Regarding bottom-up proposals: our suggestion for
scaling further was not to rely on custom engineering, but instead
leverage probabilistic programming and ABC. For example, we could
automatically build detectors from the generative model by training on
sampled scene+image pairs, and integrate this into the underlying
probabilistic programming system.
2. Reviewer 3 also expresses
doubts about the presence of a meaningful renderer in our road scene
application, and about the relevance of our CAPTCHA results for more
typical vision problems, where the input image data is not generated by a
computer program.
Our road scene model does include a full
generative model for images, based on extremely rough, per-region color
histograms. We chose to implement the likelihood calculation for this
renderer using adaptive k-means quantization of colors for speed and
simplicity (rather than e.g. an explicit Gaussian mixture model, per
region, with a per-pixel mixture component, integrated out to yield a
likelihood). If our paper is accepted we will include full road scene
renderings (instead of just the surface geometry with arbitrary colors
that was included in our submitted version) so readers can get a sense of
how cartoonish an approximate, stochastic renderer can be and still
support posterior inference.
We agree that naturalistic image
settings are interesting, and have begun preliminary work on applying GPGP
to reading degraded text from camera images, with distortions due to
motion blur, out-of-plane rotation, warping of the underlying surface,
etc. We think CAPTCHAs highlight interesting, hard aspects of scene
parsing that are de-emphasized in typical object recognition tasks, such
as the handling of extreme occlusion/object overlap, and complement our
road scene application, which emphasizes variability in appearance against
a comparatively simple hypothesis space of scenes.
3. Reviewer 4
points out that significantly more complex scenes could potentially result
in very slow inference convergence. Understanding this aspect of scaling
is a very important area for future work. For example, we have found that
increasing the dimensionality in the CAPTCHA problem by increasing the
number of letters by ~5x does not affect the number of MH steps needed for
reliable convergence; instead, the difficulty seems to be determined by
the degree of overlap of the letters.
4. Reviewer 7 observes that
the image representations we used in our applications are simple --- raw
pixels for CAPTCHAs, and highly quantized pixels for road scenes --- and
that more complex scenes might benefit from (or perhaps even require) more
sophisticated or carefully designed representations, analogously to the
design of distance functions in more traditional ABC applications. This is
an important issue to be explored in future work, e.g. by comparing
typical generic image representations from vision (extracted from both a
rendered image and the input data) to learned representations as well as
simpler pixel-based ones.
| |

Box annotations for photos
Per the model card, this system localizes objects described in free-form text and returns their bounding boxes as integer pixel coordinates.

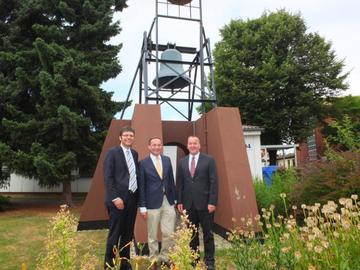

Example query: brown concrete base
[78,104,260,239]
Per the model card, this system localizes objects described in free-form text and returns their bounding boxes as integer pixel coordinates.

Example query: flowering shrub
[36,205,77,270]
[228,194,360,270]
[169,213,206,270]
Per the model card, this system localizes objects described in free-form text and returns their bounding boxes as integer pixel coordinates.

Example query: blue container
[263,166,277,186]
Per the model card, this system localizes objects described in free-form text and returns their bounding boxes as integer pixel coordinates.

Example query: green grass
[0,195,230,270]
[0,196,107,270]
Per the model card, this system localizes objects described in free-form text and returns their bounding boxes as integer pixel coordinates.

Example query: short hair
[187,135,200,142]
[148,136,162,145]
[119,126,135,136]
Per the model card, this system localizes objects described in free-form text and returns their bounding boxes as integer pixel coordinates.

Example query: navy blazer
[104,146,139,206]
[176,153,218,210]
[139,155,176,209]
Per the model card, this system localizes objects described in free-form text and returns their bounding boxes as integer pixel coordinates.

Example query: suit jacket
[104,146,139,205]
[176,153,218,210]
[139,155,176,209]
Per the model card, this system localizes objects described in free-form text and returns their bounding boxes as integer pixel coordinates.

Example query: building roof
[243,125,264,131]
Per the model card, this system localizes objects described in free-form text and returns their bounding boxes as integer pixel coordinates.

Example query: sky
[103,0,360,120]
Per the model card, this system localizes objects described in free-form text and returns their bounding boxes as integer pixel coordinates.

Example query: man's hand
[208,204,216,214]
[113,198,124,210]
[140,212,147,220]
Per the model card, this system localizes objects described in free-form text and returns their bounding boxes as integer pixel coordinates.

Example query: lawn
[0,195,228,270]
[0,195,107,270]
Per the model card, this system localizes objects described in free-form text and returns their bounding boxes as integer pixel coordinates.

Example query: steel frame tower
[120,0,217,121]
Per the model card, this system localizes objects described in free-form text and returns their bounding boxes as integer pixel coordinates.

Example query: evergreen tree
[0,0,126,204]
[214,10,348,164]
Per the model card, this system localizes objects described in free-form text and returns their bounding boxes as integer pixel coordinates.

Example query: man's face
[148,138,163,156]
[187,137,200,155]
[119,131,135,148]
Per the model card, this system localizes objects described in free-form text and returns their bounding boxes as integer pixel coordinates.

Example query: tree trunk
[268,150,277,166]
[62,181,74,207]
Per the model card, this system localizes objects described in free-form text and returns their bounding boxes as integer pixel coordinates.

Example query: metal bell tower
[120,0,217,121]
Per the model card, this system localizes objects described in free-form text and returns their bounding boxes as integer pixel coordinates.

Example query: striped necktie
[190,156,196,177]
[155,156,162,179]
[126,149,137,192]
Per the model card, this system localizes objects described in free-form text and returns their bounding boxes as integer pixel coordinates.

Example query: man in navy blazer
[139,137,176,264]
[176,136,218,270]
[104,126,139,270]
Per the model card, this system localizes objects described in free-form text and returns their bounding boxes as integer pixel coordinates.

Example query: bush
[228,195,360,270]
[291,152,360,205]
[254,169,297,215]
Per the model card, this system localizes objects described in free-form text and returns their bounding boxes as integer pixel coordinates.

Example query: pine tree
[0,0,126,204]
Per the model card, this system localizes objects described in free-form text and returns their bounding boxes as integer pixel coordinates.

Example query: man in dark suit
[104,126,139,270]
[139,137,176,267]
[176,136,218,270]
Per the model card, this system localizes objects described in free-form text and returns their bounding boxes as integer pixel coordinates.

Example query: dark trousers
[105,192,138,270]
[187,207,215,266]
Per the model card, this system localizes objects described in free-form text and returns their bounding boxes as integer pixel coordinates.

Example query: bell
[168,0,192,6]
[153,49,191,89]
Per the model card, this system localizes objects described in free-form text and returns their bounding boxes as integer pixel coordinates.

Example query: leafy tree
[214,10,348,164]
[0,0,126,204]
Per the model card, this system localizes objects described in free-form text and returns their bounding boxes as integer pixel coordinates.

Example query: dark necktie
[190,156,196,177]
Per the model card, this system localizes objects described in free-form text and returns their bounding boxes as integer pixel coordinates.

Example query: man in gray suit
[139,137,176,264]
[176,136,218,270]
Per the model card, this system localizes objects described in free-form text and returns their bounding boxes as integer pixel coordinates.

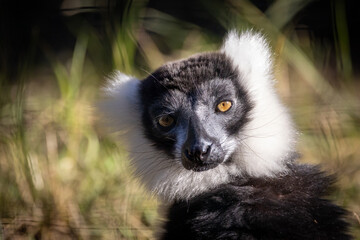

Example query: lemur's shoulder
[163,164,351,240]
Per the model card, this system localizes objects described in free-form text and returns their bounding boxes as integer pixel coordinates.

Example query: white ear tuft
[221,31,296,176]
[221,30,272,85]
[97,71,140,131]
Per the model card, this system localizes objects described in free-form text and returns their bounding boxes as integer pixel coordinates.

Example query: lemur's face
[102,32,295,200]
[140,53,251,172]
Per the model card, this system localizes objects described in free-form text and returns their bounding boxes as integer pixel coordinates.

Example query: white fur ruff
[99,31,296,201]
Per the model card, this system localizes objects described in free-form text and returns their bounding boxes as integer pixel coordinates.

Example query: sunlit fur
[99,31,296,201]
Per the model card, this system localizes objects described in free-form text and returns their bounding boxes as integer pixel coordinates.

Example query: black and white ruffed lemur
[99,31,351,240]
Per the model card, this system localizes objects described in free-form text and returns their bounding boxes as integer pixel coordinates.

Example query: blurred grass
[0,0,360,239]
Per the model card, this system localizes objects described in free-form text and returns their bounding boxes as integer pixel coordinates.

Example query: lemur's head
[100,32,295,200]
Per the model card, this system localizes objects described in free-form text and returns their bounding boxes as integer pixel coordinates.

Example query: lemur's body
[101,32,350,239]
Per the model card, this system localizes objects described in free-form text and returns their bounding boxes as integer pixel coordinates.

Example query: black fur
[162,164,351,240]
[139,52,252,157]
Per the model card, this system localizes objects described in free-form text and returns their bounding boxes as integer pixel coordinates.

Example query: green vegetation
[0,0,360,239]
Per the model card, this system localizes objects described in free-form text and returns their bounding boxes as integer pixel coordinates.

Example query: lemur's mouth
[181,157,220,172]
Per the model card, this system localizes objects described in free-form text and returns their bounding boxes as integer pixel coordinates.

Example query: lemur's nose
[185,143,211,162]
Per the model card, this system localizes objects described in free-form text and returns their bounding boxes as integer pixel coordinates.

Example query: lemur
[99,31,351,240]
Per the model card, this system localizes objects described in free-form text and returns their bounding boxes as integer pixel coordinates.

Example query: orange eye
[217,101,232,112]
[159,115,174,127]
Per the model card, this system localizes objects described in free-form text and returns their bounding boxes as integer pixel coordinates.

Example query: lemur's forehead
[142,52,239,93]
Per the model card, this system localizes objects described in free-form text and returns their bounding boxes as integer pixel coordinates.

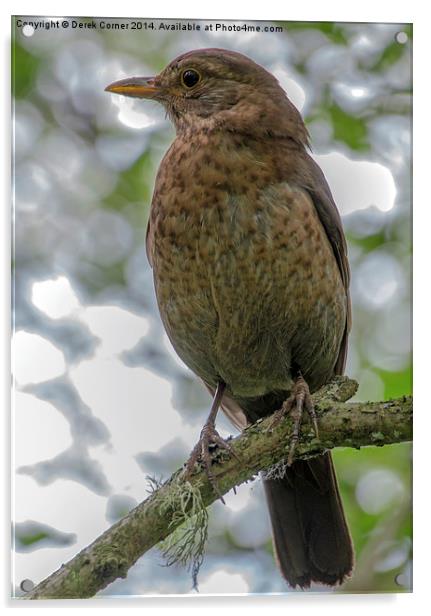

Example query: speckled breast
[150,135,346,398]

» Goal of the exercise
According to the author response above, why will full road scene renderings be included if the paper is accepted? Answer in one to three sentences.

» Exercise answer
The full renderings will let readers see how cartoonish an approximate, stochastic renderer can be and still support posterior inference. The submitted version showed only the surface geometry with arbitrary colors.